Search the listing for the word "jersey" and return each line that contains it.

> [Dataset entries]
::::::::

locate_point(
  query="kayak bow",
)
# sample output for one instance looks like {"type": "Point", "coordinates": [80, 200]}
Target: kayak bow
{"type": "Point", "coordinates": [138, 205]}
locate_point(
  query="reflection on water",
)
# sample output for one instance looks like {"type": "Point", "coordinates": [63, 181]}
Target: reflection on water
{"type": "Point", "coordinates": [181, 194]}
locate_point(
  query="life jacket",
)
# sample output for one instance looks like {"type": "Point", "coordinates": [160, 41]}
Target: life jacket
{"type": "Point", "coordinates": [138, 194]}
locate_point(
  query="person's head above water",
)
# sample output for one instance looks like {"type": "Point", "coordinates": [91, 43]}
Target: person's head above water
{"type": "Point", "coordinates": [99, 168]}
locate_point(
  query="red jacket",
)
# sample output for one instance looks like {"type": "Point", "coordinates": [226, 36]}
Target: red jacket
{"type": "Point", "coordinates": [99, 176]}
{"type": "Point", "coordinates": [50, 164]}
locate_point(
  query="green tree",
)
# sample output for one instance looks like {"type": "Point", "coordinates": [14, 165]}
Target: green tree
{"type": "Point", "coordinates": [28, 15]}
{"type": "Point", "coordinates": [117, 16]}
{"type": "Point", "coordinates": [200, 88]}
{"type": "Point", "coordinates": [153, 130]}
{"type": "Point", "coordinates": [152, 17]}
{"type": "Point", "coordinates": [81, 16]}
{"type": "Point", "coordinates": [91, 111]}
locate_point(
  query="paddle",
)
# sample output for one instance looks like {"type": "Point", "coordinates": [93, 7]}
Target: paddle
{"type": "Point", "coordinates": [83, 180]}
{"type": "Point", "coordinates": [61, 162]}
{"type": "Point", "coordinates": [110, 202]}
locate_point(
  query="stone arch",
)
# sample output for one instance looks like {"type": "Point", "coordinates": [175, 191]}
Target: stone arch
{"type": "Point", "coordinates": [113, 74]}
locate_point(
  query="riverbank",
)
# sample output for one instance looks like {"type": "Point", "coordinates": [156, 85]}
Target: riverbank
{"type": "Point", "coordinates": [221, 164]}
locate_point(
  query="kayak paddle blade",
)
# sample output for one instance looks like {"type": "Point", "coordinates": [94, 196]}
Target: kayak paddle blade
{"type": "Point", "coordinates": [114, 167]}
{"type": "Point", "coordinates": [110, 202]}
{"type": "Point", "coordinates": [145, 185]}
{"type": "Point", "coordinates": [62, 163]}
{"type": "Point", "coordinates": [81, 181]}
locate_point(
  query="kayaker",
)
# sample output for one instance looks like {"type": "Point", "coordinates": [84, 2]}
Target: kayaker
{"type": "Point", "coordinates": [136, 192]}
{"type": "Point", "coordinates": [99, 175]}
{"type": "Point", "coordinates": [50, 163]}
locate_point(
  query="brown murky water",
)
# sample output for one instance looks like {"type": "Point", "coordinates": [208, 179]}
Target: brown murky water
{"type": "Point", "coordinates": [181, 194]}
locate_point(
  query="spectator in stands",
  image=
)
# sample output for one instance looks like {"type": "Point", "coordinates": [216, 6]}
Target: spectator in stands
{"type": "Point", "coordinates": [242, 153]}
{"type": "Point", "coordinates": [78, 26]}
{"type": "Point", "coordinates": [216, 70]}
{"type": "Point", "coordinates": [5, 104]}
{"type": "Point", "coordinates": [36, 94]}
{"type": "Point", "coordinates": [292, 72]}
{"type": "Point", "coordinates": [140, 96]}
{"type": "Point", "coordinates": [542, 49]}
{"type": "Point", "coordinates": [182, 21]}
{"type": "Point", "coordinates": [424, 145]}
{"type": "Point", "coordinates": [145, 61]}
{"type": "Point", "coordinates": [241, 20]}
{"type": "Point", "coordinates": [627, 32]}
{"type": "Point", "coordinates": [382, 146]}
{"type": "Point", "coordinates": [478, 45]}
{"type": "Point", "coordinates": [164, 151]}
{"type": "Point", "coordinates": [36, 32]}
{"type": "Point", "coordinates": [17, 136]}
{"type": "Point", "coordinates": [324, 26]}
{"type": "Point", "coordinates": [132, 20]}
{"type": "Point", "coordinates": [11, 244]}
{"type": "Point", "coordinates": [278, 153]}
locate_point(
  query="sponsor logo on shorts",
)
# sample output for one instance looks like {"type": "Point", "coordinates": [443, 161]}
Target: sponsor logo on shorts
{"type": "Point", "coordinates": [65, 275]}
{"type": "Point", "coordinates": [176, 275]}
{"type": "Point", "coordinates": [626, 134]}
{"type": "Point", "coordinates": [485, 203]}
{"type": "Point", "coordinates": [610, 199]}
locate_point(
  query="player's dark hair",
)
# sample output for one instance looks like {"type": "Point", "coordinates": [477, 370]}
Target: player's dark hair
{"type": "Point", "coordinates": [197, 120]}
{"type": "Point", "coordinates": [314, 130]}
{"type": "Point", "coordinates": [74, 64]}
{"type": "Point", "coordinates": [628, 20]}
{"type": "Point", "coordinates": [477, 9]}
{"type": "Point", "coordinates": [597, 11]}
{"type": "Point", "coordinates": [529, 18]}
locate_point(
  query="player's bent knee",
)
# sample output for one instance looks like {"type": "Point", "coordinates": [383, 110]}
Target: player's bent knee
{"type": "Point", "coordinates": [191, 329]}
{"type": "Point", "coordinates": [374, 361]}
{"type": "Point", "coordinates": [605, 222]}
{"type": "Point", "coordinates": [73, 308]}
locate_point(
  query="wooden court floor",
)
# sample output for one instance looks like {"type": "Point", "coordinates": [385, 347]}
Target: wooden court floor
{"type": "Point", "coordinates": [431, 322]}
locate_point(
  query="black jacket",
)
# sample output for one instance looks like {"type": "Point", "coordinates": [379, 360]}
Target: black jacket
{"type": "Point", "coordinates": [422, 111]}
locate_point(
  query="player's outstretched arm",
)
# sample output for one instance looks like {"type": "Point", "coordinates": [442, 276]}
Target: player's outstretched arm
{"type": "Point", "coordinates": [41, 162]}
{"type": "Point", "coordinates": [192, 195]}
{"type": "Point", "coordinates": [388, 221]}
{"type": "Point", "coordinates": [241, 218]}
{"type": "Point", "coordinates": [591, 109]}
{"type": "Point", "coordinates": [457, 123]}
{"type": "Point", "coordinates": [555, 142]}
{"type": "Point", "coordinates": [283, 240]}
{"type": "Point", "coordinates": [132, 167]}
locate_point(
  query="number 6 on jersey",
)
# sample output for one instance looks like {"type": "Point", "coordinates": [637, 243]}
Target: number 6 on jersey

::::::::

> [Problem solution]
  query="number 6 on jersey",
Target: number 6 on jersey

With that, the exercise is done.